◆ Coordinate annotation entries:
# # #

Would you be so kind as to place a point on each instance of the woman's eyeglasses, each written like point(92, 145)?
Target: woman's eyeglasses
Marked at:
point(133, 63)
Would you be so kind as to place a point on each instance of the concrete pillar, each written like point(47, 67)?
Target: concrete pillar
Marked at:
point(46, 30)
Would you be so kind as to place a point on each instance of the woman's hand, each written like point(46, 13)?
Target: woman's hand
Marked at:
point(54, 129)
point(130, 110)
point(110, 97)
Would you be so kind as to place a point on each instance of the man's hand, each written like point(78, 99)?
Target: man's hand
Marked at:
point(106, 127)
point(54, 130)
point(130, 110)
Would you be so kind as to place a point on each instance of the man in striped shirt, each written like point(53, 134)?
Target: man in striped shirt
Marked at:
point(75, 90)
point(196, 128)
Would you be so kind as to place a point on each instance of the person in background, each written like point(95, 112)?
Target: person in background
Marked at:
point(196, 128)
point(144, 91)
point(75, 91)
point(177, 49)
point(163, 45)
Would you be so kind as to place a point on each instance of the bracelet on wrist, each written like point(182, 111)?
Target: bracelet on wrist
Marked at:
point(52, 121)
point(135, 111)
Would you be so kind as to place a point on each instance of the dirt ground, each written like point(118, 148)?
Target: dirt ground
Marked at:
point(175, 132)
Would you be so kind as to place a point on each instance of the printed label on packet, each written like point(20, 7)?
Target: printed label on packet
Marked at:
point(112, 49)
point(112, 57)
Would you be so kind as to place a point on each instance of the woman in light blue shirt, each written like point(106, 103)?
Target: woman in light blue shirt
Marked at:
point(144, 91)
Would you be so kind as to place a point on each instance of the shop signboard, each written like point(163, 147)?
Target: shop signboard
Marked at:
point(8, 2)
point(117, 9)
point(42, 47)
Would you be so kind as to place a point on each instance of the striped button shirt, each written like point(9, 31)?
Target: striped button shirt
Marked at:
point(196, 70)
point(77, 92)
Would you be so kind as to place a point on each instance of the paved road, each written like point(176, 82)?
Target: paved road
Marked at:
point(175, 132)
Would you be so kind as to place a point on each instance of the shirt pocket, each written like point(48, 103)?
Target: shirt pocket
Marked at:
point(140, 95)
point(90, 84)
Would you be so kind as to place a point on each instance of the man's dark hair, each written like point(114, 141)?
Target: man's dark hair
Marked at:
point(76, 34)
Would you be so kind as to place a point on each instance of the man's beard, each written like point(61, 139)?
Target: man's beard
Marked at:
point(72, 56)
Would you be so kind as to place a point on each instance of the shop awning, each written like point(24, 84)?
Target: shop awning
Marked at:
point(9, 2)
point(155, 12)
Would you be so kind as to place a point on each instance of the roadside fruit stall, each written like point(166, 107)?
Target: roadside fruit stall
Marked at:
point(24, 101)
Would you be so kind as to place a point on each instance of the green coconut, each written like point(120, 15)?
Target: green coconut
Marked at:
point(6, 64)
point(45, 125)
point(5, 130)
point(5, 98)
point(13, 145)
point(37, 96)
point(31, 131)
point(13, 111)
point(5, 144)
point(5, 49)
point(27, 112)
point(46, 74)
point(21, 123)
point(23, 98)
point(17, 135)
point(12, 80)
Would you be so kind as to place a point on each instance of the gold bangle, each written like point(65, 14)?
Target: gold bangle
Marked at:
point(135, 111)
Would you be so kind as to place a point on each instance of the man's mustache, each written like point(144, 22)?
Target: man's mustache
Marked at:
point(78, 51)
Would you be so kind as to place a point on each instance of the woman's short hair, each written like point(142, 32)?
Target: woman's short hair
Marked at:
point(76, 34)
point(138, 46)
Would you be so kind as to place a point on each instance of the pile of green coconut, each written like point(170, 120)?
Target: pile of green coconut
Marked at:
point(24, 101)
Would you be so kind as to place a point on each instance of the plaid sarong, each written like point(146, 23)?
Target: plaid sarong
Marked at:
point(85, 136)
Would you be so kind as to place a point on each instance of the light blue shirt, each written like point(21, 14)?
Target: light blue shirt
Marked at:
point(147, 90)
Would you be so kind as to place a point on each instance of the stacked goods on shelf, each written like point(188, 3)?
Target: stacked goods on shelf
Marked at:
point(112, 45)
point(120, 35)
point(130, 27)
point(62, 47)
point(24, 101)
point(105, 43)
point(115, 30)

# # #

◆ Requirement: Could you return all of the entries above line for line, with every character unchanged?

◆ Reply to the task:
Would you be so kind as to place a point on each instance of the woman's eyeglasses, each written like point(92, 145)?
Target: woman's eyeglasses
Marked at:
point(133, 63)
Would you be so kind as to place a point on each instance of the concrete pillar, each written like point(47, 67)?
Target: concrete pillar
Marked at:
point(46, 30)
Would you be so kind as to place a point on each instance of the woman's hand, each written like point(46, 13)?
Target: woman's hand
Marked at:
point(54, 129)
point(130, 110)
point(110, 97)
Would you be so kind as to place a point on each instance of the man's hand, each written like point(78, 99)?
Target: man's hand
Marked at:
point(106, 127)
point(54, 130)
point(130, 110)
Would you be so kind as to place a point on each instance of the man in striped shirt, each written like point(53, 134)?
Target: man in striped shirt
Marked at:
point(75, 90)
point(196, 128)
Would you be so kind as to place a point on each instance of the person in background, each written like point(95, 112)?
Target: person in background
Marked at:
point(196, 128)
point(144, 91)
point(75, 91)
point(177, 49)
point(163, 45)
Would you be so kind as to place a point on each instance of the bracelet on wrist, each written like point(182, 111)?
Target: bracelet on wrist
Marked at:
point(52, 121)
point(135, 111)
Would you be so kind as to place a point on each instance of the dirt ground, each written like point(118, 148)?
Target: dirt ground
Marked at:
point(175, 132)
Would you be so kind as to place a point on each instance of the printed label on packet, each written like point(20, 7)?
Target: printed label on packet
Marked at:
point(112, 49)
point(112, 57)
Would you be so kind as to place a point on each instance of the woman in light blue shirt, each written like point(106, 103)?
Target: woman in light blue shirt
Marked at:
point(144, 91)
Would you be so kind as to place a point on each instance of the shop signboard, each written like point(163, 147)?
Target: shop signboard
Marked at:
point(8, 2)
point(117, 9)
point(42, 47)
Would you be so kind as to place a point on each instance of the striped button shirt, each written like point(9, 31)?
Target: striped button shirt
Marked at:
point(196, 70)
point(77, 92)
Would you be so kind as to place a point on each instance of the paved road, each written like point(176, 82)?
Target: paved road
Marked at:
point(175, 132)
Would you be so kind as to place a point on each instance of the shirt pocket, each written like point(48, 103)?
Target: shirt pocket
Marked at:
point(140, 95)
point(90, 84)
Would you be so kind as to place a point on each instance of the man's dark hair, each written like point(114, 141)?
Target: man's dark hair
Marked at:
point(76, 34)
Would you be so kind as to place a point on each instance of the man's beard, each written like point(61, 139)?
Target: man's beard
Marked at:
point(72, 56)
Would you be so kind as to place a point on each instance of the shop awning, each written like point(24, 84)?
Target: shop awning
Marked at:
point(9, 2)
point(155, 12)
Would you be so kind as to place a point on each instance of the roadside fruit stall, each written like point(166, 107)?
Target: roadside fruit stall
Marked at:
point(24, 101)
Would you be so kind as to place a point on each instance of the green coconut, each written like point(120, 15)?
Target: green coconut
Marked at:
point(6, 64)
point(45, 125)
point(5, 130)
point(5, 98)
point(13, 145)
point(37, 96)
point(31, 131)
point(13, 111)
point(5, 144)
point(5, 49)
point(27, 112)
point(46, 74)
point(21, 123)
point(23, 98)
point(17, 135)
point(12, 80)
Would you be so kind as to place a point on each instance of the gold bangle, each written like point(65, 14)?
Target: gold bangle
Marked at:
point(135, 111)
Would you be so kind as to place a point on each instance of the man's mustache, each written like point(144, 22)?
Target: man's mustache
Marked at:
point(78, 51)
Would you be so kind as to place a point on each instance of the woman's short hair, each written like point(142, 32)?
Target: woman's short hair
Marked at:
point(76, 34)
point(138, 46)
Would you be so kind as to place a point on each instance of the pile of green coconut, each written like point(170, 120)?
Target: pile of green coconut
Marked at:
point(24, 101)
Would you be so kind as to place a point on each instance of the plaid sarong, each written like point(146, 23)?
Target: plaid sarong
Marked at:
point(85, 136)
Would you be so kind as to place a point on each instance of the light blue shirt, each written like point(21, 14)?
Target: light blue shirt
Marked at:
point(147, 90)
Would you be so kind as to place a point on each instance of the stacked goods on shelf, each written like point(188, 3)?
Target: stacked goods on shelf
Marked at:
point(112, 45)
point(120, 35)
point(130, 27)
point(62, 47)
point(24, 101)
point(105, 43)
point(115, 30)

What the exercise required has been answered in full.